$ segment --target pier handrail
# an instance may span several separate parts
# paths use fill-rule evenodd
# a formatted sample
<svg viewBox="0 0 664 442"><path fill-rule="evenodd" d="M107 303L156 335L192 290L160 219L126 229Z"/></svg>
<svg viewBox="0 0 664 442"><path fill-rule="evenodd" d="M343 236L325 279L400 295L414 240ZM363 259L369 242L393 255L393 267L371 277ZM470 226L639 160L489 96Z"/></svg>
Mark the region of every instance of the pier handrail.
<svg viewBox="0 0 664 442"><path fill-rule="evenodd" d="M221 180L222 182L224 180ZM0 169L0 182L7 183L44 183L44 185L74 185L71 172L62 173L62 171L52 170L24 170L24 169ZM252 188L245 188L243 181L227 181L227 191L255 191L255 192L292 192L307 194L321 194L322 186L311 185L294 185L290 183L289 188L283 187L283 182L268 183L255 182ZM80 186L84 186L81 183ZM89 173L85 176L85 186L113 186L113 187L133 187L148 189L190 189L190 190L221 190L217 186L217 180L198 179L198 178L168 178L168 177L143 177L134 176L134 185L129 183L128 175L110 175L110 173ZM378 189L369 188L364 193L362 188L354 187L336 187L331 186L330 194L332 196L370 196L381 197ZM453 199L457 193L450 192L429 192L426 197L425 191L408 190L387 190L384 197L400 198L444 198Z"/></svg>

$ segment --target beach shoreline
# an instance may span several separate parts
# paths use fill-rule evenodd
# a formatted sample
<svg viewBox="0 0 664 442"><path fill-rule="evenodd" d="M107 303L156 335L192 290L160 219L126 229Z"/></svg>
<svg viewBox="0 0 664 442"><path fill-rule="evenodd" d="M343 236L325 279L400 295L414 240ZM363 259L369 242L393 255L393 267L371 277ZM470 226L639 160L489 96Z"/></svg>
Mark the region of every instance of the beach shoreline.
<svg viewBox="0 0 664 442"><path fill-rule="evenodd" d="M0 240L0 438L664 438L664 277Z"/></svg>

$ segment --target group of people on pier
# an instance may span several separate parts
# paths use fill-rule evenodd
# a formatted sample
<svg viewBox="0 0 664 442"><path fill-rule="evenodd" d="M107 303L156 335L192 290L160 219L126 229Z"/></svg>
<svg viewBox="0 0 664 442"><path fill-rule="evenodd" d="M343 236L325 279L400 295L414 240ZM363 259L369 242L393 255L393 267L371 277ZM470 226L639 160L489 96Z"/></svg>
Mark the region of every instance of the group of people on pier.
------------------------------------------------------------
TASK INSTRUCTIONS:
Reproduce all of the material above verbatim, line for line.

EXPECTED OUTPUT:
$ segment --target pier handrail
# an instance may span several separate parts
# paths use fill-rule evenodd
# a formatted sample
<svg viewBox="0 0 664 442"><path fill-rule="evenodd" d="M107 303L156 335L192 290L160 219L126 229Z"/></svg>
<svg viewBox="0 0 664 442"><path fill-rule="evenodd" d="M343 236L325 279L400 295L414 240ZM363 259L369 242L393 255L393 267L371 277ZM470 226L639 160L489 96Z"/></svg>
Mark the region of every instance of the pier handrail.
<svg viewBox="0 0 664 442"><path fill-rule="evenodd" d="M221 180L222 182L224 180ZM0 169L0 182L7 183L44 183L44 185L74 185L71 172L62 173L62 171L52 170L24 170L24 169ZM252 188L245 188L243 181L227 181L227 191L255 191L255 192L292 192L307 194L321 194L322 186L311 185L294 185L290 183L289 188L283 187L283 182L268 183L255 182ZM80 186L84 186L81 183ZM89 173L85 176L85 186L113 186L113 187L133 187L148 189L190 189L190 190L221 190L217 186L217 180L198 179L198 178L168 178L168 177L143 177L134 176L134 185L129 183L128 175L110 175L110 173ZM378 189L369 188L364 193L362 188L354 187L336 187L331 186L330 194L332 196L370 196L381 197ZM453 199L457 193L450 192L429 192L426 197L425 191L408 190L387 190L384 197L400 198L444 198Z"/></svg>

$ segment --target beach shoreline
# an instance may span several separate parts
# paths use fill-rule evenodd
# a formatted sample
<svg viewBox="0 0 664 442"><path fill-rule="evenodd" d="M107 303L156 335L192 290L160 219L126 229Z"/></svg>
<svg viewBox="0 0 664 442"><path fill-rule="evenodd" d="M343 236L325 279L400 295L414 240ZM363 259L369 242L393 255L393 267L371 277ZM470 226L639 160L489 96Z"/></svg>
Mark the region of every instance of the beach shoreline.
<svg viewBox="0 0 664 442"><path fill-rule="evenodd" d="M0 240L0 438L664 438L664 277Z"/></svg>

$ segment --target group of people on pier
# an instance may span several separate parts
# paths use fill-rule evenodd
# a formatted sample
<svg viewBox="0 0 664 442"><path fill-rule="evenodd" d="M107 303L156 335L192 290L160 219L126 229Z"/></svg>
<svg viewBox="0 0 664 442"><path fill-rule="evenodd" d="M343 236L325 279L400 295L414 240ZM363 259L369 242L393 255L393 267L371 277ZM470 226L639 160L489 96Z"/></svg>
Mark the region of every instance of the group of people on pier.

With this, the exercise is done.